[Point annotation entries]
....

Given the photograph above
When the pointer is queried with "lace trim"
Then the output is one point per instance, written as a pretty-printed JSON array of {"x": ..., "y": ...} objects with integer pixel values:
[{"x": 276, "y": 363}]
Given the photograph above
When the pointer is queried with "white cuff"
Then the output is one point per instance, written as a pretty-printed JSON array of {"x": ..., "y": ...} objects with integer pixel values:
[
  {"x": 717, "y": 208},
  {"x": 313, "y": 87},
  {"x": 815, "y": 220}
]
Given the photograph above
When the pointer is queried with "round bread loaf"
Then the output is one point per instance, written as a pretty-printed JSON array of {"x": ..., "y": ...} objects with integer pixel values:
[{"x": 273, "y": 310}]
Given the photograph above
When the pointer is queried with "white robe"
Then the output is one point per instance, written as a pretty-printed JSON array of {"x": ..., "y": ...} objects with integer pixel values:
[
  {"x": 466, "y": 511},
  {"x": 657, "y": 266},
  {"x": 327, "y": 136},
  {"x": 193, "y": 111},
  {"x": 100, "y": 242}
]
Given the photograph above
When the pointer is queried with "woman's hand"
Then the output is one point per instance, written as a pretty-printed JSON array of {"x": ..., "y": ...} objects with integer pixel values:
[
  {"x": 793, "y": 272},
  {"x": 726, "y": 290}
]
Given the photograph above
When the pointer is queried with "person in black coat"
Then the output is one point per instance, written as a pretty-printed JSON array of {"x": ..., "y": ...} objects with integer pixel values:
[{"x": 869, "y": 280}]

....

#### WORK TO BE COMPLETED
Please set out every line of the entries above as a numbered list, leaving out any blank lines.

#### RESPONSE BELOW
1. Given the photograph above
2. When the pointer is queried with "lace trim"
3. Then the output is one point per instance, written as a pretty-printed JSON array of {"x": ..., "y": ...} objects with integer pixel values:
4. [{"x": 276, "y": 363}]
5. Given the photograph above
6. When the pointer is queried with "white cuff"
7. Then the output is one point per instance, written as a pretty-printed JSON array of {"x": ..., "y": ...} objects with integer pixel values:
8. [
9.   {"x": 717, "y": 208},
10.   {"x": 313, "y": 87},
11.   {"x": 815, "y": 220}
12. ]
13. Given the photograph above
14. When the pointer is queried with "round bread loaf"
15. Then the output is one point per instance, written as a pretty-printed JSON array of {"x": ..., "y": ...} objects with integer pixel values:
16. [{"x": 273, "y": 310}]
17. Given the photograph above
18. When the pointer is queried with "white robe"
19. Then the output is one point per instance, written as a pretty-printed JSON array of {"x": ..., "y": ...} objects with integer pixel values:
20. [
21.   {"x": 466, "y": 511},
22.   {"x": 657, "y": 266},
23.   {"x": 327, "y": 136},
24.   {"x": 193, "y": 111},
25.   {"x": 100, "y": 242}
26. ]
27. Given the photograph above
28. When the pointer is queried with "woman's hand"
29. Then the output is one point per instance, written as a pretty-printed JSON array of {"x": ..., "y": ...} objects with integer pixel values:
30. [
31.   {"x": 793, "y": 272},
32.   {"x": 726, "y": 290}
33. ]
34. Given the photograph above
35. When the pointer is queried with "person in black coat"
36. Then the output is one point per instance, written as a pretty-printed JSON array of {"x": ..., "y": ...} objects with integer pixel values:
37. [{"x": 869, "y": 280}]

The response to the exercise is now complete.